WHAT THIS TASK INVOLVES -> Print out the material that follows word for word.

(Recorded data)
★ ★ ★ ★
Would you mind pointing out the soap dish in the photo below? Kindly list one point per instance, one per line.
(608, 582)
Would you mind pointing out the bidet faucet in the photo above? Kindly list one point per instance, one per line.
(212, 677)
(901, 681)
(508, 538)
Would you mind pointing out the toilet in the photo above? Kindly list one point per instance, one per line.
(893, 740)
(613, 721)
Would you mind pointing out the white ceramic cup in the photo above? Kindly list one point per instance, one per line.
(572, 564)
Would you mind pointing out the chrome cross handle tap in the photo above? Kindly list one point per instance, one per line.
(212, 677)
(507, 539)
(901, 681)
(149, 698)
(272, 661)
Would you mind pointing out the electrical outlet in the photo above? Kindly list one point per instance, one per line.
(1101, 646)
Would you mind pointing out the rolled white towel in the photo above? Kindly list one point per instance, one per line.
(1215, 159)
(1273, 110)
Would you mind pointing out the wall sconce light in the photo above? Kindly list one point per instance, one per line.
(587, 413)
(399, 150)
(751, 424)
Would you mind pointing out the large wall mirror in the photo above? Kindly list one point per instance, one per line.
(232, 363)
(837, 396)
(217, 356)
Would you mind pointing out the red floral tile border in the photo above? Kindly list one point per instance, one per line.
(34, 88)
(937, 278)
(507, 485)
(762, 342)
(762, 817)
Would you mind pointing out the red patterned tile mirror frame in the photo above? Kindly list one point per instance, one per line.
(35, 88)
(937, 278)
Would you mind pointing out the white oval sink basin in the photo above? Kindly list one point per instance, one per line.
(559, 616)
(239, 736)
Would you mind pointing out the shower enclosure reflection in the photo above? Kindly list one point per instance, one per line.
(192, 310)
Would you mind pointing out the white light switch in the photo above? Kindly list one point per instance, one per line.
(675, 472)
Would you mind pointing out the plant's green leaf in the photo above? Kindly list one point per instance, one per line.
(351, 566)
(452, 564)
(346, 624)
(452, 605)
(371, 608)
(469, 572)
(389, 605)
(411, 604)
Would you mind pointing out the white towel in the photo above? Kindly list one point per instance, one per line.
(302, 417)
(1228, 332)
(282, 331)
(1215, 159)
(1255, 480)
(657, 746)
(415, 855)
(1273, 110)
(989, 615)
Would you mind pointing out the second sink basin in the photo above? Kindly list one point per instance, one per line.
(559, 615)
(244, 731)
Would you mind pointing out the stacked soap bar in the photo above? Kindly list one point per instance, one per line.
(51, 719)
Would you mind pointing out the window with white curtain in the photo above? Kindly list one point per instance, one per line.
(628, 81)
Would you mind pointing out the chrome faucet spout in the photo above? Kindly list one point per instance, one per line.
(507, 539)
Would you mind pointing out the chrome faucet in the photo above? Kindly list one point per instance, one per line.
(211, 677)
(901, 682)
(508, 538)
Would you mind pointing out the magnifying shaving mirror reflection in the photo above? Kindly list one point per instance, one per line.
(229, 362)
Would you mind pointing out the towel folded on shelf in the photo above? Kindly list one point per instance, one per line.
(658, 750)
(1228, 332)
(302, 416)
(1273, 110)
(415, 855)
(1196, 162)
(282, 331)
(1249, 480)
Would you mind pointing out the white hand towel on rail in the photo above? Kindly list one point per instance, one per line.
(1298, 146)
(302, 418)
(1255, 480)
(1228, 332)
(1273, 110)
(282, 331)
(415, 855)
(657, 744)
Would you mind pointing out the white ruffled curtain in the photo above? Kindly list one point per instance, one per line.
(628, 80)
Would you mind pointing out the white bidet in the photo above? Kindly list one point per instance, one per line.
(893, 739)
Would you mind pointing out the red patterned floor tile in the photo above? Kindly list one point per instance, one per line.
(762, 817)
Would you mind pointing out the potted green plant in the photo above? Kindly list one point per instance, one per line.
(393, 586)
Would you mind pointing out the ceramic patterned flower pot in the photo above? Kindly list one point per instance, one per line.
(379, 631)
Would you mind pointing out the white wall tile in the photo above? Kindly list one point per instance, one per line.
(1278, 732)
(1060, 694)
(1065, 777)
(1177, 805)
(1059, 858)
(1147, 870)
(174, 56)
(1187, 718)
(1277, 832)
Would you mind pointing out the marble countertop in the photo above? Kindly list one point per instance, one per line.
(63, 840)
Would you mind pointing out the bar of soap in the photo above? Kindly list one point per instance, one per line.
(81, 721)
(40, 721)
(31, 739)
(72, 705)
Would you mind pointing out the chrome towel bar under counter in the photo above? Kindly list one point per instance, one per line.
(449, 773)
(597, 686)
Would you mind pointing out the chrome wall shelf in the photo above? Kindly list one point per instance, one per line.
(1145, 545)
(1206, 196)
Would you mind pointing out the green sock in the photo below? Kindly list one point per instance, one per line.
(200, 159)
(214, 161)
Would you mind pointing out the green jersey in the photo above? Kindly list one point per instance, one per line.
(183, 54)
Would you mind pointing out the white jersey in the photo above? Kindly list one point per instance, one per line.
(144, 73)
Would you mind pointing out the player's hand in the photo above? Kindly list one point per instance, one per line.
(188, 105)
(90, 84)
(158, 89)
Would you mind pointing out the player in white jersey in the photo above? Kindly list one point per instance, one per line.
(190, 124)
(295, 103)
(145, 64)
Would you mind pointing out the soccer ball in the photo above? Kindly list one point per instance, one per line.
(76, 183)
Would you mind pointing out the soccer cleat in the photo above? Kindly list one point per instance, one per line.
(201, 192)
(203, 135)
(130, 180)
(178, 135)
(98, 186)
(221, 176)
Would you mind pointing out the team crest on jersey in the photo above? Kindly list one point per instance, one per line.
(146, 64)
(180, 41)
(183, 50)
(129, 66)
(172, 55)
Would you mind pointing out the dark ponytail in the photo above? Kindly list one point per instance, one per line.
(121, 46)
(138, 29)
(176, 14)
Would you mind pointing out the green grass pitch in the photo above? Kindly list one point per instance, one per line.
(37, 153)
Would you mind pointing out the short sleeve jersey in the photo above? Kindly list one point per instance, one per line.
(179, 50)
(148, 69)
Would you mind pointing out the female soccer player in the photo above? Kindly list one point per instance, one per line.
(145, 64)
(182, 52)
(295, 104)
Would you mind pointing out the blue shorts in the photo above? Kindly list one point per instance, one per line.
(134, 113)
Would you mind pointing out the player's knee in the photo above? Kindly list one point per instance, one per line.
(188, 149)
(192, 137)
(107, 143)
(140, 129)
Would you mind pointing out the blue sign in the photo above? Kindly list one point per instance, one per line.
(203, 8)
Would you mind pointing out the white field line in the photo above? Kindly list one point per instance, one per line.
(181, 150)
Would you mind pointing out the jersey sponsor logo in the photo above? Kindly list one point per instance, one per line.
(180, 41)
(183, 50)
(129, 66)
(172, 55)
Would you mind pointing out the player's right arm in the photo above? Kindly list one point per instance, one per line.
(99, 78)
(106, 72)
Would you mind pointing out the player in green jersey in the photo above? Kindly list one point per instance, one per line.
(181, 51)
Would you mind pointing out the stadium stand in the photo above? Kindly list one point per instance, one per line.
★ ★ ★ ★
WRITTEN SOLUTION ->
Would you mind pointing out the soap dish in the photo below? Kindly list one point per instance, one per line.
(608, 582)
Would you mind pointing out the bidet faucet in the photo above? Kindly list one point per instance, one per line.
(212, 677)
(901, 681)
(508, 538)
Would you mind pointing out the toilet in the photo above? Kindly list one point per instance, one per line.
(893, 740)
(613, 721)
Would you mind pointing out the white ceramic cup in the photo above? Kindly list one point per instance, one per line.
(572, 564)
Would you mind pointing out the chrome cross handle tap in the photo above? Kindly list one point per instance, one per line.
(212, 677)
(507, 539)
(901, 681)
(149, 698)
(272, 661)
Would you mind pointing out the electrical outlet in the photo above? Kindly list one point per instance, one per line.
(1101, 646)
Would you mind pointing out the rolled white towel in the photo above? Kindly list one point per instance, one per line.
(1215, 159)
(1273, 110)
Would you mind pointing out the wall sconce light in the photo above? Kindly list one point per instance, one per line.
(587, 413)
(399, 150)
(751, 424)
Would you mind pointing out the large wall mirror in the photo above? Kindly list one point per instance, one per line.
(232, 363)
(837, 396)
(217, 356)
Would you mind pointing out the red floral tile border in the photo above? Kindly list one point per instance, one per line.
(34, 88)
(937, 278)
(507, 485)
(762, 342)
(762, 817)
Would you mind pointing out the red patterned tile mirror frame in the photo above? Kindly list one point per instance, one per line.
(35, 88)
(937, 278)
Would you mind pointing out the white oval sink basin in the photo above? Kindly list one point per instance, one per line.
(559, 616)
(239, 736)
Would you mind pointing out the shower enclosure reflection in the photo above? Kindly list one point per instance, one per line.
(192, 310)
Would you mind pointing out the white light switch in the photo above? Kindly list one point per instance, one per line.
(675, 472)
Would you mind pointing out the plant's green leaf in the photo above? Kindly list one point per instance, one per line.
(351, 566)
(452, 564)
(346, 624)
(452, 605)
(371, 608)
(469, 572)
(389, 605)
(411, 604)
Would you mind pointing out the white towel in the photo above? Kindly list one point per instance, one per line.
(302, 417)
(1228, 332)
(282, 331)
(1215, 159)
(1255, 480)
(657, 746)
(415, 855)
(1273, 110)
(989, 615)
Would you mind pointing out the second sink basin in the photo above? Kindly list one point per instance, one per line.
(559, 615)
(244, 731)
Would you mind pointing out the stacked soap bar in the photo above? Kindly list one point per instance, one per line.
(51, 719)
Would you mind pointing out the window with white curtain in the photo above? Kindly list one point per instance, one per line.
(628, 81)
Would you mind pointing out the chrome faucet spout in the photo above? Kindly list one point per instance, one per line.
(507, 539)
Would you mind pointing out the chrome faucet in the photo above? Kindly list one point per instance, one per line.
(211, 677)
(901, 682)
(508, 538)
Would you mind pointing out the magnifying shaving mirror reflection in the photo above? Kindly list one point per instance, one per line.
(229, 362)
Would you mind pointing out the towel folded on shelf in the photo above? Kindly list one point per instance, one per line.
(658, 750)
(1228, 332)
(302, 416)
(1273, 110)
(415, 855)
(1196, 162)
(282, 331)
(1249, 480)
Would you mind pointing out the white hand towel on rail in the photo above? Kindly list one point per instance, one per line.
(1298, 146)
(302, 418)
(1255, 480)
(1228, 332)
(1273, 110)
(282, 331)
(415, 855)
(657, 744)
Would you mind pointing out the white ruffled curtain in the photo above? Kindly list one point per instance, one per line.
(628, 80)
Would you mind pointing out the white bidet in the photo above? Kindly list one point per instance, one per line.
(893, 739)
Would you mind pointing out the red patterned floor tile in the photo above? Kindly list one point per instance, one per line.
(762, 817)
Would you mind pointing out the potted green plant in the photo above? Kindly list one point per instance, one per line.
(393, 586)
Would you mind pointing out the ceramic patterned flower pot in the photo above? Kindly list one point per instance, one per line.
(379, 631)
Would you mind pointing out the white wall tile in the photo above? Kindly list one point per instance, one per line.
(1278, 732)
(1060, 694)
(1065, 777)
(1177, 805)
(1059, 858)
(1147, 870)
(174, 56)
(1187, 718)
(1277, 832)
Would you mind pointing out the marble countertop in the photo above? Kindly list one point per instance, one per line.
(63, 840)
Would you mind pointing out the bar of soap in the photo above? Kindly list one point per instance, one per line.
(81, 721)
(40, 721)
(31, 739)
(72, 705)
Would you mind pointing out the chrome towel bar under counter in the photo above? Kindly list one point per instance, one per line.
(449, 773)
(597, 686)
Would you mind pointing out the chrome wall shelf in the photo above? Kindly list one point per instance, one per line.
(1145, 545)
(1206, 196)
Would you mind pointing out the green sock in the photo below? Kindly list one point per instance, one per line.
(200, 159)
(214, 161)
Would you mind pointing out the green jersey in the photo above? Kindly list one point per instance, one per line.
(183, 54)
Would you mind pointing out the white jersey in the photo above? Kindly list one point per instance, one per line.
(144, 73)
Would you mind pointing out the player's hand in the photo above? Kindly list one point per instance, one per line.
(188, 105)
(90, 84)
(158, 89)
Would you mind pointing out the player in white jersey in the photo above? Kindly list one point per instance, one per line.
(190, 124)
(295, 103)
(145, 64)
Would you mind pointing out the soccer ball in the photo above? Kindly list one point per instance, one per line.
(76, 183)
Would you mind pointing out the soccer cleat in the photo above? Kindly list one point per instance, one per line.
(201, 192)
(203, 135)
(130, 180)
(178, 135)
(98, 186)
(221, 176)
Would you mind pointing out the team crest on jersey in the photo above? Kindly list one point per instance, one per line.
(146, 64)
(180, 41)
(183, 50)
(129, 66)
(172, 55)
Would you mind pointing out the dark ponytail in the photo above? Kindly list one point per instance, one per line.
(121, 46)
(138, 29)
(176, 14)
Would you mind pointing out the green grass pitch in the photo above? Kindly list one point per instance, one per line.
(37, 153)
Would you mind pointing out the short sleeve jersey in the photo above? Kindly list one point per instance, one per line.
(179, 50)
(148, 69)
Would you mind pointing out the female soccer player in the photo above? Kindly list one point per instance, one per line.
(145, 64)
(182, 52)
(295, 104)
Would you mind pointing out the blue shorts in the photo above? Kindly list one point per instance, one per line.
(134, 113)
Would you mind pointing out the player's knee in the photo above? Kindly list one point per instance, one per line.
(188, 149)
(192, 137)
(107, 143)
(140, 129)
Would you mind pointing out the blue sign in the photo above? Kindly list one point per instance, one per line.
(203, 8)
Would you mind pointing out the white field line in the photo above? Kindly list one point per instance, one per line.
(181, 150)
Would you mind pointing out the jersey sponsor logo in the photo above? Kindly list one point per instance, one per line.
(180, 41)
(183, 50)
(129, 66)
(172, 55)
Would you mind pointing out the player's right arm in the photo above? Kindly list one point per instance, one per line.
(99, 78)
(106, 72)
Would you mind pointing out the player in green jersey in the photo above? Kindly list one point per instance, one per line.
(181, 51)
Would you mind pointing out the stadium stand in the photo above? Kindly list one point per instance, one per line.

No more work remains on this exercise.